Task to carry out: Output the data below line for line, exactly, up to and including the line where "Every instance of the black tire" appears.

[Data records]
────────────────
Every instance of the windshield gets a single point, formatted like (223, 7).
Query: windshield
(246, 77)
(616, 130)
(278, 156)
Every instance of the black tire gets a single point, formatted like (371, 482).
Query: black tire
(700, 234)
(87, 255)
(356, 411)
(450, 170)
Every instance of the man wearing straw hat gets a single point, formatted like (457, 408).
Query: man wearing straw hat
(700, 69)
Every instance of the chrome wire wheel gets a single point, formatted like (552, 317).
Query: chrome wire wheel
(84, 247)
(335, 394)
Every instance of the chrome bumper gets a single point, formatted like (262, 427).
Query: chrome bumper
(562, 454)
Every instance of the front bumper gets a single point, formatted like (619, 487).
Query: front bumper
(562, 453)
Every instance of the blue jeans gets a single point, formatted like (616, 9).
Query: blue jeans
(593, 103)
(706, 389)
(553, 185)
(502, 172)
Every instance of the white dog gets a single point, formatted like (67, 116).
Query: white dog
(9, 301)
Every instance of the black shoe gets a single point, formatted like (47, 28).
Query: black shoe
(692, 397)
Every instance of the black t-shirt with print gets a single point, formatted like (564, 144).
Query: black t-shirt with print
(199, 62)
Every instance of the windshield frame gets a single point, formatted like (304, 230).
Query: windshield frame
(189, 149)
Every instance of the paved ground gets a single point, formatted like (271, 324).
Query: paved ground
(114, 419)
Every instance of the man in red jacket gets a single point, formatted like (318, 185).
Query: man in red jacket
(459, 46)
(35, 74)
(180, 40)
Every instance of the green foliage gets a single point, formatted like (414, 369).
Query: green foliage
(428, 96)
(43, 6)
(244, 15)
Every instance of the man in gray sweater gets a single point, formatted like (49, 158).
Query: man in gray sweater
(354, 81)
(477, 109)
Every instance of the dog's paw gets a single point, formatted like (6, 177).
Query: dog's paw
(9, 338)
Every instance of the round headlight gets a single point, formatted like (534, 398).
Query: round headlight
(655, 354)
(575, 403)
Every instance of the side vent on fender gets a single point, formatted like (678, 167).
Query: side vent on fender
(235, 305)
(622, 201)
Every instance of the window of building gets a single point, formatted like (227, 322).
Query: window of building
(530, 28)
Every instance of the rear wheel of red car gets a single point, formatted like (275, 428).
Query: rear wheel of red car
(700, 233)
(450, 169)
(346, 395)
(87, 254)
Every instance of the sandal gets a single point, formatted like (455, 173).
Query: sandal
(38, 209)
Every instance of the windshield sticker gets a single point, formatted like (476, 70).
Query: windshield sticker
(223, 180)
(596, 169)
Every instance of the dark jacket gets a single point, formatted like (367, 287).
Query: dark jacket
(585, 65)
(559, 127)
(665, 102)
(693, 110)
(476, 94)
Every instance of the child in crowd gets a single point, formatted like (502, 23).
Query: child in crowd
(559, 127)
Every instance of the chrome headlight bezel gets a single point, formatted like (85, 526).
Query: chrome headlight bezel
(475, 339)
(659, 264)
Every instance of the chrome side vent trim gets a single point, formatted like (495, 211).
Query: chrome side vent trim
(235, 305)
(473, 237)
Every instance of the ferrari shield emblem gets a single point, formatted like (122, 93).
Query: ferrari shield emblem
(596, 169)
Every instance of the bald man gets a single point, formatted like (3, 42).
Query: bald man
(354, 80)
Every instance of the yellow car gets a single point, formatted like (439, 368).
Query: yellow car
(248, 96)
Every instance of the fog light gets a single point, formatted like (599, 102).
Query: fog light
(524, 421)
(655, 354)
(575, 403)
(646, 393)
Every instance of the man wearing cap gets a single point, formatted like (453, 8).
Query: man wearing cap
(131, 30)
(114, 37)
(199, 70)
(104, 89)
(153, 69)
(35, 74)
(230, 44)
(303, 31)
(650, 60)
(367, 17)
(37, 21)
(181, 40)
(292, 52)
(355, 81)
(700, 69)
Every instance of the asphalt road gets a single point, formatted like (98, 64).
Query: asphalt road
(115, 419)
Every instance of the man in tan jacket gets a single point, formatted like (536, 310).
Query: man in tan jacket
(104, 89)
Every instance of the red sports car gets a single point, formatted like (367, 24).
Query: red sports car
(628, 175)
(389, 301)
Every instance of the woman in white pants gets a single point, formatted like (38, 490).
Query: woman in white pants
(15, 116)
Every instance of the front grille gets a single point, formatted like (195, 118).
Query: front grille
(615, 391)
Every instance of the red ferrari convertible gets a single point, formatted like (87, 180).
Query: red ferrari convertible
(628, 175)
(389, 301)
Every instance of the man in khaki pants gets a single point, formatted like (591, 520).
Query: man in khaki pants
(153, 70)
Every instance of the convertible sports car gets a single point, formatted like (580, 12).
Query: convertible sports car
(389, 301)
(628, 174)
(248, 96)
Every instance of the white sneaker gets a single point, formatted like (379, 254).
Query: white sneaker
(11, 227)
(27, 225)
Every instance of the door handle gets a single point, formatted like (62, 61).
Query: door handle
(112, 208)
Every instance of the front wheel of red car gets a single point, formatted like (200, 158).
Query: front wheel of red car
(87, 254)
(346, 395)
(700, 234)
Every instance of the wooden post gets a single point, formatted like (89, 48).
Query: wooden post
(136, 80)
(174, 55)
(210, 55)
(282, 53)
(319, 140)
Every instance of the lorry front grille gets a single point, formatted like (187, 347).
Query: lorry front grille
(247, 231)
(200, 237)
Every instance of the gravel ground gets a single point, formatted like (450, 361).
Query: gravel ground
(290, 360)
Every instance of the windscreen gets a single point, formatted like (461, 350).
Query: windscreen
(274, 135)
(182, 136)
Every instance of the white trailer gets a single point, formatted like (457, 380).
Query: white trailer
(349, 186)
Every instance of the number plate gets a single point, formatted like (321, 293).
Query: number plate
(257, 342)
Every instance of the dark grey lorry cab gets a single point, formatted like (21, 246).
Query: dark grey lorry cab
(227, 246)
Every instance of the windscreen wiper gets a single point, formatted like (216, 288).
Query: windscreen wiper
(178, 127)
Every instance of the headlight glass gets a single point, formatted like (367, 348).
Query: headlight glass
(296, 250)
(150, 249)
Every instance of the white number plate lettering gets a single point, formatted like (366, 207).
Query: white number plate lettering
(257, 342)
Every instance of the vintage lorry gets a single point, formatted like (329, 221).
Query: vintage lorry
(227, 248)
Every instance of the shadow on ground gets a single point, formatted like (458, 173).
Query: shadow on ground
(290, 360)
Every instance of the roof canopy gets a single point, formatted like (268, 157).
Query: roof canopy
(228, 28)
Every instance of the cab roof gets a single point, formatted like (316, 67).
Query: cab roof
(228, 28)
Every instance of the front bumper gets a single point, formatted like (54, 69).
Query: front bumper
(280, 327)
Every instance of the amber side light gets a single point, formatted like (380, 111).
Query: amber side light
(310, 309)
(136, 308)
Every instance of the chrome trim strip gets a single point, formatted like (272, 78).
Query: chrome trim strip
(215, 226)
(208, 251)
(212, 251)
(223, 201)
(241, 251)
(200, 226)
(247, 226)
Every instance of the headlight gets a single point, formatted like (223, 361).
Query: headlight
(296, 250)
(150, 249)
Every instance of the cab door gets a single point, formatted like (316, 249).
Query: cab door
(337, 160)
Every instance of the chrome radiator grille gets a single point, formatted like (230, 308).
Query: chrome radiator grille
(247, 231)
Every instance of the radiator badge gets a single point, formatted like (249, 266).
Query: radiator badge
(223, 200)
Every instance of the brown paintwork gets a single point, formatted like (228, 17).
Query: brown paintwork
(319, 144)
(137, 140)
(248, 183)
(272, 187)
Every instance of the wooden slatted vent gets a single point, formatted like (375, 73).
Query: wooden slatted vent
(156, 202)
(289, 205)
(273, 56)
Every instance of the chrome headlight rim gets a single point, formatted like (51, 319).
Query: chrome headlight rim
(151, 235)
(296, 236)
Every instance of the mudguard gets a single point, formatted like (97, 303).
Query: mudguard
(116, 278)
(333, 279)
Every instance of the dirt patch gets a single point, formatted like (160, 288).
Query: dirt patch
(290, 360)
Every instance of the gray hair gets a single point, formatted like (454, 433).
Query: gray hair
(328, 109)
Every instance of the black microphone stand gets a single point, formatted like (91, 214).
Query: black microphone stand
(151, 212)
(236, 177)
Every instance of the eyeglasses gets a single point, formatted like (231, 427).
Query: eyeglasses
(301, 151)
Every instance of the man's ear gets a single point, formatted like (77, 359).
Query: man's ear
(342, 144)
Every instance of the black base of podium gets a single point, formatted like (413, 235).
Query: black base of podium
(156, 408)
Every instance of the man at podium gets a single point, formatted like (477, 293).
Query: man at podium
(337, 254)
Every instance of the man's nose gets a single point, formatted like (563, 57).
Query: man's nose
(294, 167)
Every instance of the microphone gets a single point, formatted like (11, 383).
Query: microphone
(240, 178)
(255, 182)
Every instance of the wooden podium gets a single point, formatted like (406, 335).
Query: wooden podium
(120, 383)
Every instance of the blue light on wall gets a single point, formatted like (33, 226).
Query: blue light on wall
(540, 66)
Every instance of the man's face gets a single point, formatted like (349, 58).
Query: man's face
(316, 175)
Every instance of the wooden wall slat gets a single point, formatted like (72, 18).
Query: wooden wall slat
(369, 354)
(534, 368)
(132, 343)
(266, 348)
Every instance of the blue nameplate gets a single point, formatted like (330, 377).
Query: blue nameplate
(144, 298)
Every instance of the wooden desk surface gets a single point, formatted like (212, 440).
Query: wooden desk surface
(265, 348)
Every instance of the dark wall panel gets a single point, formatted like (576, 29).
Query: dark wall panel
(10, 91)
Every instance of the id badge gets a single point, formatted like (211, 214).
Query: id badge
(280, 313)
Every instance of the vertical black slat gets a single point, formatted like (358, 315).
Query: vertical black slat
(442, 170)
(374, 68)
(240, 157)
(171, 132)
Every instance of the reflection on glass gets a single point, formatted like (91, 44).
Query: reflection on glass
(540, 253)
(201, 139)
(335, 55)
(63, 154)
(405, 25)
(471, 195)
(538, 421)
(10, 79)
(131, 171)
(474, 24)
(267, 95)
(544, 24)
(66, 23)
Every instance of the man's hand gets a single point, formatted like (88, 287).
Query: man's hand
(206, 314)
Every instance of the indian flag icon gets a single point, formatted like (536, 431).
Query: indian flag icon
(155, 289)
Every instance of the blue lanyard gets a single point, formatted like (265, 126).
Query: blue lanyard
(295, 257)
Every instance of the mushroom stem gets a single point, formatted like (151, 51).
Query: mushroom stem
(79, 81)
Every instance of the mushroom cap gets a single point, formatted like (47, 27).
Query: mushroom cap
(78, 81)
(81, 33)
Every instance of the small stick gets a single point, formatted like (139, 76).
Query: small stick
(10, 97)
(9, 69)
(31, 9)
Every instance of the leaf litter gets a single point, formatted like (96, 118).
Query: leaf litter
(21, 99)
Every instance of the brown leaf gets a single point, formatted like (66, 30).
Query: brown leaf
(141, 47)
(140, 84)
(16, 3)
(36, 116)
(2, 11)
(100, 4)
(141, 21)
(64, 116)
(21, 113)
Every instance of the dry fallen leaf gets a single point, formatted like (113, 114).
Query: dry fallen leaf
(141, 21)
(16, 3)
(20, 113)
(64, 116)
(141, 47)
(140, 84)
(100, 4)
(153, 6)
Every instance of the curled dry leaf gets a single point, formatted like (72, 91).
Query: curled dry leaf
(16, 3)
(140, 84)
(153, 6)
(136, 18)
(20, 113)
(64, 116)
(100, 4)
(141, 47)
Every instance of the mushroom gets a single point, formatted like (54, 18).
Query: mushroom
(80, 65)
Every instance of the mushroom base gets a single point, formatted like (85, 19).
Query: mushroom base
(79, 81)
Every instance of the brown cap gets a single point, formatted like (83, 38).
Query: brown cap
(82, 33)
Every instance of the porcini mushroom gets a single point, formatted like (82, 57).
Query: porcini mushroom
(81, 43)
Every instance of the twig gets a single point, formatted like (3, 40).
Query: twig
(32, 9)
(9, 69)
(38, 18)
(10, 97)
────────────────
Reply to the task:
Every instance of the windshield gets a single point, formatted like (223, 7).
Query: windshield
(246, 77)
(616, 130)
(278, 156)
Every instance of the black tire gets a single point, formatted like (371, 482).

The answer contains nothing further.